TASK OBJECTIVE: Rewrite the lines from the very first one through the line containing "Return the mask of every instance of the tall", swapping "mask" for "outline" and changing nothing else. Leave the pictures out.

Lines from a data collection
★ ★ ★ ★ ★
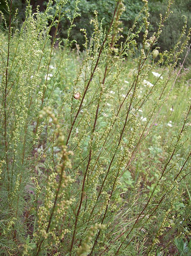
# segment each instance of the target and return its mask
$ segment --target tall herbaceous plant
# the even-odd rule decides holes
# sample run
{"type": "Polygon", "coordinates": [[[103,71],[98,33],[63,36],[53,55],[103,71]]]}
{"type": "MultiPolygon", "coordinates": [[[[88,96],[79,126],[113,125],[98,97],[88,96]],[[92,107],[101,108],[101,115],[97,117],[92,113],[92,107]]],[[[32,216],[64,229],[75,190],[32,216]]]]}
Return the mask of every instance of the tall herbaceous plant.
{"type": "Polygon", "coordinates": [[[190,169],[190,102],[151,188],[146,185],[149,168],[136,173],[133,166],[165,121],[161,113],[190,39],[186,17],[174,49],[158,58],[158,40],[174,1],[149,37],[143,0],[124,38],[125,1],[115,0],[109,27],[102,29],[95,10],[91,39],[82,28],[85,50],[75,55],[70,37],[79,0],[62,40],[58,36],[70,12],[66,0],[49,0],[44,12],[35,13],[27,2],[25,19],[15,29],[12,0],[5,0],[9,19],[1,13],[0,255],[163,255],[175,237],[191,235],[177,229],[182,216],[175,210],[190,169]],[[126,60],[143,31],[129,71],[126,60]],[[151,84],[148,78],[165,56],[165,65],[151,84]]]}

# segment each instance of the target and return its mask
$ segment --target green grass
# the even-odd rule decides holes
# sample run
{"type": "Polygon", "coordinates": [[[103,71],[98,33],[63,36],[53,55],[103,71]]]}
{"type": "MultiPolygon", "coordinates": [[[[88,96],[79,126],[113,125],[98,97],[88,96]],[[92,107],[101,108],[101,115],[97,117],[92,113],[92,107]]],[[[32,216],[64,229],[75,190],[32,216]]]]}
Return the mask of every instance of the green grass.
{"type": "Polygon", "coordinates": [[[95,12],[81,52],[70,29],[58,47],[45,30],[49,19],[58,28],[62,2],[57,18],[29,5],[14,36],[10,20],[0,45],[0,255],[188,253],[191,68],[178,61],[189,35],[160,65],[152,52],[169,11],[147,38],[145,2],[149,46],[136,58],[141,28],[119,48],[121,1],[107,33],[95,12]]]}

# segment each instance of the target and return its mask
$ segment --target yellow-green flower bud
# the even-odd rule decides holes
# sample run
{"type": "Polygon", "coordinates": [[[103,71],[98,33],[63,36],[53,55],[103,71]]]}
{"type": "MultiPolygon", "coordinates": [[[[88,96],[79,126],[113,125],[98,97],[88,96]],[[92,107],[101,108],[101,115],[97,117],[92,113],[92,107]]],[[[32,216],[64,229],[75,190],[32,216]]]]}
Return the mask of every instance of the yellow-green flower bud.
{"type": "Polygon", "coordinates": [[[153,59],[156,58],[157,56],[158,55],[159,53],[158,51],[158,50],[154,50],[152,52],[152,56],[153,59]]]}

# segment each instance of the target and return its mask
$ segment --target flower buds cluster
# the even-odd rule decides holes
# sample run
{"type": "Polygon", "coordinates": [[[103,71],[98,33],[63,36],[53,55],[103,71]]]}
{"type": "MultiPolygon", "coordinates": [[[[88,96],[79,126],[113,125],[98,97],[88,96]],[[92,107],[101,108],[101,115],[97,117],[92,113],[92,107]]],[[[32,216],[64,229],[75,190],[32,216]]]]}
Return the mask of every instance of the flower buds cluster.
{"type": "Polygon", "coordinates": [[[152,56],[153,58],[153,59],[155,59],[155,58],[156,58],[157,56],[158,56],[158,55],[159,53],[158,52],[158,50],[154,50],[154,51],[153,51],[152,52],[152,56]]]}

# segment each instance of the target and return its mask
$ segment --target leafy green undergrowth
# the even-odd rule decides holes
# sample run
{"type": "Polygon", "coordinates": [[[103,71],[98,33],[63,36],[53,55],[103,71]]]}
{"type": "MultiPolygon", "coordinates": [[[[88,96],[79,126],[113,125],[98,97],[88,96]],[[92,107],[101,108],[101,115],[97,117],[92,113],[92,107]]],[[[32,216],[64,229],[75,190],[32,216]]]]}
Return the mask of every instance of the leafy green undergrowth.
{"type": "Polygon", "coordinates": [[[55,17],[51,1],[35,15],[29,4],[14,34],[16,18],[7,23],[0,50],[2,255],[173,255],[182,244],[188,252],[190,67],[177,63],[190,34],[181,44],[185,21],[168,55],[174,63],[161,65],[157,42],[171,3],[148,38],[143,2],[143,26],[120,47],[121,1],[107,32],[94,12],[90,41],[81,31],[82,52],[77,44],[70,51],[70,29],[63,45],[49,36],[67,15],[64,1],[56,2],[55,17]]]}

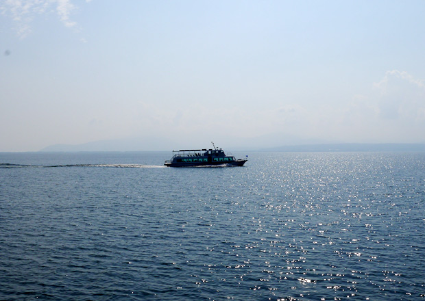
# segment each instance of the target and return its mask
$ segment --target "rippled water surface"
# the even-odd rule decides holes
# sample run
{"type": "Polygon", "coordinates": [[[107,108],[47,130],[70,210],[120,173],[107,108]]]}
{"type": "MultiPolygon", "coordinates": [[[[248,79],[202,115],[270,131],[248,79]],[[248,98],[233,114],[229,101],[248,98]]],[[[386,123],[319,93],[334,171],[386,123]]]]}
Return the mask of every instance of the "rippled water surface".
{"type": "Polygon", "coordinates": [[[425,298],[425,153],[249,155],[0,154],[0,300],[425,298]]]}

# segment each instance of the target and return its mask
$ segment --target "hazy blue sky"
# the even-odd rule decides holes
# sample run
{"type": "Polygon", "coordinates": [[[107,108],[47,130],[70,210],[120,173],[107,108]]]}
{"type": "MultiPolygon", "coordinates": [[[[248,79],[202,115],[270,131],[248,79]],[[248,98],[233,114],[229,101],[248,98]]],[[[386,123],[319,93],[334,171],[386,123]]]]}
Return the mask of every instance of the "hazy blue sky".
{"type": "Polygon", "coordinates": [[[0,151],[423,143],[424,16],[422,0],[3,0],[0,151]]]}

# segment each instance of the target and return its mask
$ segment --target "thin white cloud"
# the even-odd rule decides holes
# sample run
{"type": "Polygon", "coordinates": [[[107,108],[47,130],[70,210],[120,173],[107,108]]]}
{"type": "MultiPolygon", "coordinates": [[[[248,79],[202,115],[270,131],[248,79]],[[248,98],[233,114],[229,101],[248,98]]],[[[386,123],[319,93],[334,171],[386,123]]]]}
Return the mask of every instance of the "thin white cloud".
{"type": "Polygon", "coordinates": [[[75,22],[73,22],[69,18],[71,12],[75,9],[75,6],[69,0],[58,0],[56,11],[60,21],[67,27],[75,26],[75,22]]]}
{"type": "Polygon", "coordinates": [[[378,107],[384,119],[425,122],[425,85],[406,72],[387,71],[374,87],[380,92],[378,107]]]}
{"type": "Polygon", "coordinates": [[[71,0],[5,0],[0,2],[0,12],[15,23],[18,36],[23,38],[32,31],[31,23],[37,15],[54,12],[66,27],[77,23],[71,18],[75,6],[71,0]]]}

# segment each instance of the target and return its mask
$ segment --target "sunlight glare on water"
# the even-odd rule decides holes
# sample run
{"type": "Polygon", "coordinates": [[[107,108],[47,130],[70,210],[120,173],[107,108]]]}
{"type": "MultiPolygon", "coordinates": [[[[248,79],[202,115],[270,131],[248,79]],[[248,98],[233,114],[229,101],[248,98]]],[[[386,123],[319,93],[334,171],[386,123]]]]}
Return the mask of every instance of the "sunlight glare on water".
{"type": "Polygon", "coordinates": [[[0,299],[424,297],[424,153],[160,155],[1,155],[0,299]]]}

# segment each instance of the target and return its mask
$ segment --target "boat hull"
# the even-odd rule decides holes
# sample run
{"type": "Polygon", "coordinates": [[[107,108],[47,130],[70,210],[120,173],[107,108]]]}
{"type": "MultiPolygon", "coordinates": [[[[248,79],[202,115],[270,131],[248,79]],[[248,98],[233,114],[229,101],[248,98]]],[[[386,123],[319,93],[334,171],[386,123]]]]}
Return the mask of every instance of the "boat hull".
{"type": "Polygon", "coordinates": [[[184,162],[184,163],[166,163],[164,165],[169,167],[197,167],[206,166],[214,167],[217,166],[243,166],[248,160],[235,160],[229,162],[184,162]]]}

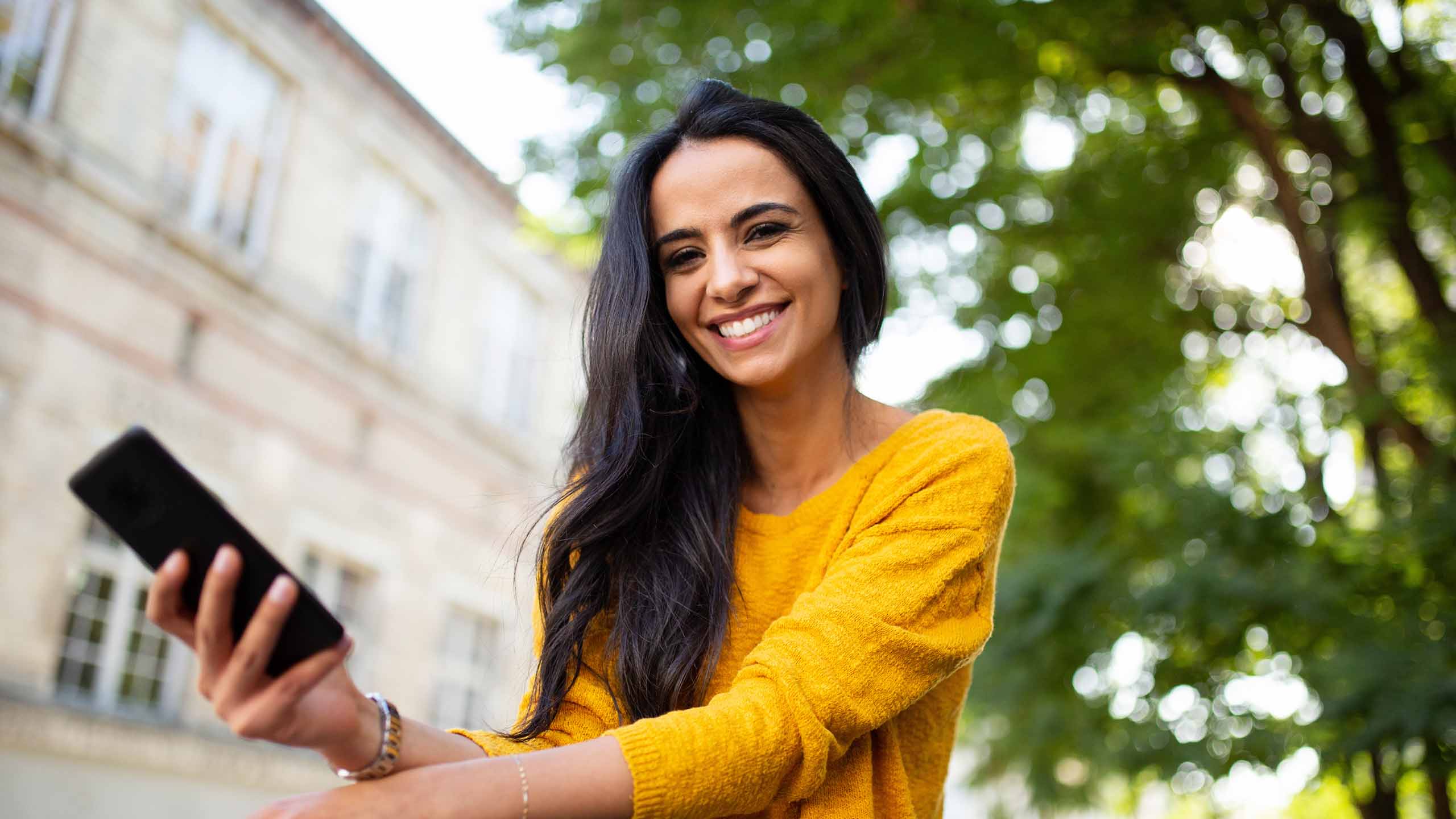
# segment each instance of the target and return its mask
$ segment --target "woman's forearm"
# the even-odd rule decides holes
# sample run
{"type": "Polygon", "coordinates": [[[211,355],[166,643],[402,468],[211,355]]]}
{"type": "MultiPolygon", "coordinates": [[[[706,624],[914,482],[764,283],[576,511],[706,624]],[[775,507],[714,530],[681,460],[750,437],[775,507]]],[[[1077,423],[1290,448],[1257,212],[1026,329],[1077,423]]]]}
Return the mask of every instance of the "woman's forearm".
★ ★ ★ ★ ★
SOLUTION TO THE PROBLEM:
# segment each instance of the target and return its outline
$ segment --target tall herbaceous plant
# the even-odd rule decides holes
# sample run
{"type": "Polygon", "coordinates": [[[103,71],[98,33],[63,36],[53,55],[103,71]]]}
{"type": "MultiPolygon", "coordinates": [[[[88,96],[79,126],[113,125],[98,97],[88,96]],[[92,107],[101,108],[101,115],[97,117],[92,113],[92,107]]],[[[32,216],[64,229],[75,190],[32,216]]]]}
Return the outline of every instance of the tall herbaceous plant.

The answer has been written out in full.